TASK TO CARRY OUT
Reproduce the following lines exactly, with no changes.

# PROVIDED RECORDS start

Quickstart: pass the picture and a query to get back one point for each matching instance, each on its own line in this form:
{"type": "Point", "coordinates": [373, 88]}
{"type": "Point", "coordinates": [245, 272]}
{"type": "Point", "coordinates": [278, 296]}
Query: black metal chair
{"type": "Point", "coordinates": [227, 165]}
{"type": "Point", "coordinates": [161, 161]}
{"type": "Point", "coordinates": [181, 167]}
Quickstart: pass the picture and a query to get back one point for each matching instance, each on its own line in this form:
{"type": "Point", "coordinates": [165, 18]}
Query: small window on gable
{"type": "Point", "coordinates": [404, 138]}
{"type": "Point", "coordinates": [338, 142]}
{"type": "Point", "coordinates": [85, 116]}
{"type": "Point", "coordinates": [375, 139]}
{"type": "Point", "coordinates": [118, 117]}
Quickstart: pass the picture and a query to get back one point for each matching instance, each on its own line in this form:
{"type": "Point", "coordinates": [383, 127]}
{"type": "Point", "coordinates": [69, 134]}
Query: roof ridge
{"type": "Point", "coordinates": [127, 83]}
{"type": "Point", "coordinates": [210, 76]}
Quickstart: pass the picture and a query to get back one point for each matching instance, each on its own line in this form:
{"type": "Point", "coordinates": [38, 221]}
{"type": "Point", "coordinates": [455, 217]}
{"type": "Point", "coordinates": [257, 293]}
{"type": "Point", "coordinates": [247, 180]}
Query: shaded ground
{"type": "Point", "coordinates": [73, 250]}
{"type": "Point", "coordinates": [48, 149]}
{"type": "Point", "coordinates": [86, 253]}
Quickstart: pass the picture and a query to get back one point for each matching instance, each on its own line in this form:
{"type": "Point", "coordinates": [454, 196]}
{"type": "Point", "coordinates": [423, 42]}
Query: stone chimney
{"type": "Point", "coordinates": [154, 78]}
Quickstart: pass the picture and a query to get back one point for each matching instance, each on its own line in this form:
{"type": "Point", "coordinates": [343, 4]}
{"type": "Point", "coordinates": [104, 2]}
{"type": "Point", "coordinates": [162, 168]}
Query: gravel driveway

# PROVIDED RECORDS end

ANSWER TO THIS PROBLEM
Quickstart: pass the picture and a query to get back one point for each matching instance, each on its own line in this form:
{"type": "Point", "coordinates": [373, 88]}
{"type": "Point", "coordinates": [245, 272]}
{"type": "Point", "coordinates": [278, 296]}
Query: black metal chair
{"type": "Point", "coordinates": [227, 165]}
{"type": "Point", "coordinates": [161, 161]}
{"type": "Point", "coordinates": [181, 167]}
Quickstart: pass the picture and a query to get back one point for each matching instance, each on its own line in this form:
{"type": "Point", "coordinates": [165, 18]}
Query: small window on gable
{"type": "Point", "coordinates": [404, 138]}
{"type": "Point", "coordinates": [338, 142]}
{"type": "Point", "coordinates": [85, 116]}
{"type": "Point", "coordinates": [375, 139]}
{"type": "Point", "coordinates": [118, 117]}
Quickstart: pass the picture and a query to get back one point for each matching instance, each on its own line in this form:
{"type": "Point", "coordinates": [383, 127]}
{"type": "Point", "coordinates": [69, 134]}
Query: roof ridge
{"type": "Point", "coordinates": [127, 83]}
{"type": "Point", "coordinates": [210, 76]}
Quickstart: pass the picture and a query to get back one point for each matching instance, each on its own line in this form:
{"type": "Point", "coordinates": [38, 221]}
{"type": "Point", "coordinates": [455, 217]}
{"type": "Point", "coordinates": [257, 293]}
{"type": "Point", "coordinates": [247, 180]}
Query: shaded ground
{"type": "Point", "coordinates": [73, 250]}
{"type": "Point", "coordinates": [48, 149]}
{"type": "Point", "coordinates": [86, 253]}
Quickstart: pass the picture and a query to get back one point for each matching instance, each on its own line in this form:
{"type": "Point", "coordinates": [454, 196]}
{"type": "Point", "coordinates": [423, 42]}
Query: stone chimney
{"type": "Point", "coordinates": [154, 78]}
Quickstart: pass the picture and a query to get back one point for each matching instance, each on its own line in this form:
{"type": "Point", "coordinates": [343, 4]}
{"type": "Point", "coordinates": [104, 2]}
{"type": "Point", "coordinates": [162, 168]}
Query: gravel driveway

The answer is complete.